### Exercise instructions
Tally the lines in the rows below that contain the string "barnacle" and reply with that number alone.

### Records for this task
------------------------------------------------------------
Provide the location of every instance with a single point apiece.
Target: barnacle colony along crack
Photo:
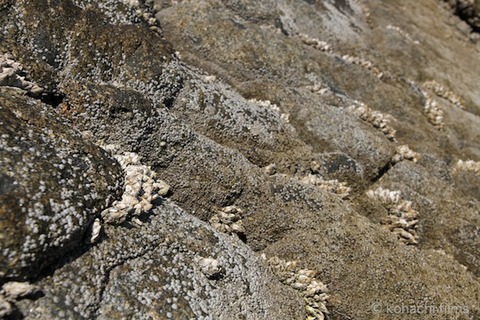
(141, 189)
(402, 218)
(314, 292)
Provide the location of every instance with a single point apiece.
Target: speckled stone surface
(294, 112)
(53, 184)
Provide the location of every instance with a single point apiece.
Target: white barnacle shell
(95, 230)
(16, 290)
(5, 308)
(209, 266)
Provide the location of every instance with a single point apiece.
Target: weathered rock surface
(53, 184)
(294, 112)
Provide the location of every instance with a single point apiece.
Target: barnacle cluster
(405, 153)
(316, 43)
(313, 291)
(377, 119)
(402, 218)
(334, 186)
(468, 165)
(443, 92)
(210, 267)
(267, 104)
(12, 291)
(228, 220)
(12, 74)
(141, 188)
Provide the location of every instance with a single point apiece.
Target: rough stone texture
(53, 183)
(467, 10)
(154, 271)
(217, 95)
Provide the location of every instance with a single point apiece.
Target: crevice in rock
(382, 171)
(52, 98)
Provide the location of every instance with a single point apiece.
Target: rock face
(339, 138)
(53, 183)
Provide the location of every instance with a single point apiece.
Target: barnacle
(313, 291)
(402, 218)
(377, 119)
(228, 220)
(11, 74)
(443, 92)
(405, 153)
(141, 188)
(267, 104)
(468, 165)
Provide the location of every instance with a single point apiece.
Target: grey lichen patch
(402, 218)
(53, 183)
(445, 93)
(141, 188)
(12, 75)
(173, 267)
(377, 119)
(315, 43)
(330, 185)
(313, 291)
(403, 33)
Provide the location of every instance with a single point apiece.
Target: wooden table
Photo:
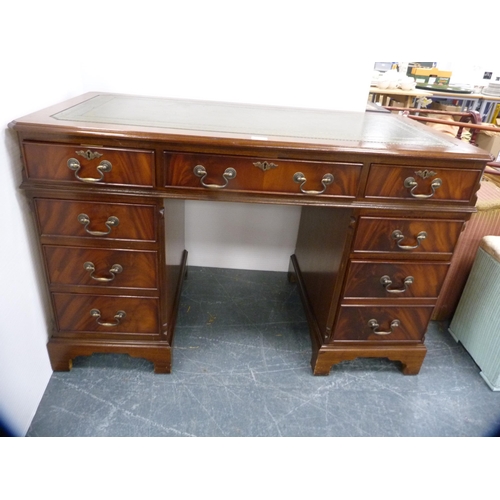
(383, 203)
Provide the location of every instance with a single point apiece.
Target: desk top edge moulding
(383, 202)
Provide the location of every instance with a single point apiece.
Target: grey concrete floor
(241, 368)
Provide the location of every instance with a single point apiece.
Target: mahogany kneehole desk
(383, 199)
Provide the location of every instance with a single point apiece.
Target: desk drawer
(106, 314)
(84, 165)
(380, 324)
(420, 184)
(85, 219)
(258, 174)
(101, 267)
(395, 280)
(407, 236)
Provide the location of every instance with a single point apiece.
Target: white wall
(270, 52)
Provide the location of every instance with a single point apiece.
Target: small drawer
(101, 267)
(407, 236)
(422, 184)
(89, 165)
(84, 219)
(213, 172)
(394, 280)
(378, 324)
(106, 314)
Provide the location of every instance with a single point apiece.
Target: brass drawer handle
(201, 171)
(300, 178)
(110, 224)
(399, 237)
(387, 282)
(95, 313)
(115, 269)
(373, 324)
(412, 184)
(102, 168)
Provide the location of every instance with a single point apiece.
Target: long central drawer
(260, 174)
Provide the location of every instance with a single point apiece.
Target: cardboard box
(431, 76)
(489, 141)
------------------------------------------------------------
### Response for this exercise
4